### EXERCISE
Recast every line of the rows below as a JSON list of strings, one string per line, skipping blank lines. Leave the pictures out of your answer.

Region labeling entries
* Start *

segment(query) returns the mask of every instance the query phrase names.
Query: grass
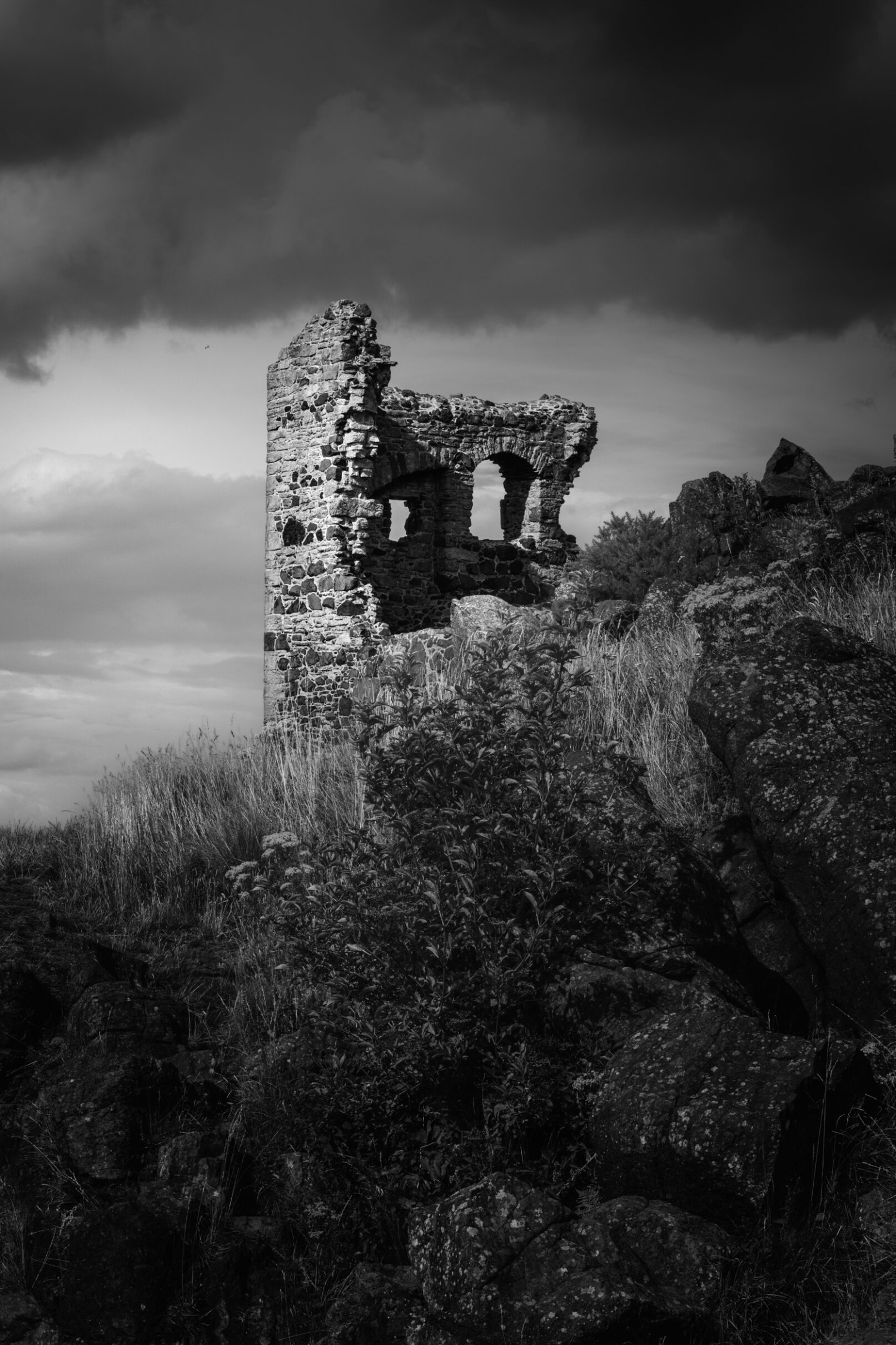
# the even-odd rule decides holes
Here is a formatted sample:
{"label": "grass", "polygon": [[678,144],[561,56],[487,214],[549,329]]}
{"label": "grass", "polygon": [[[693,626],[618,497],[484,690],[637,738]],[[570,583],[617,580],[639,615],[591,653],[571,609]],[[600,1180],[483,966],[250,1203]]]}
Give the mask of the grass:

* End *

### FULL ANSWER
[
  "segment(query) returns the mask of every instance the query phrase names.",
  "Query: grass",
  "# the even-odd rule decides holes",
  "Here is a formatted sample:",
  "{\"label\": \"grass\", \"polygon\": [[678,144],[561,56],[487,214],[549,329]]}",
  "{\"label\": \"grass\", \"polygon\": [[[693,626],[618,497],[484,690],[637,738]],[[570,583],[617,580],[639,615],[591,653],[571,609]],[[600,1180],[483,966],[250,1203]]]}",
  "Give the mask of the grass:"
]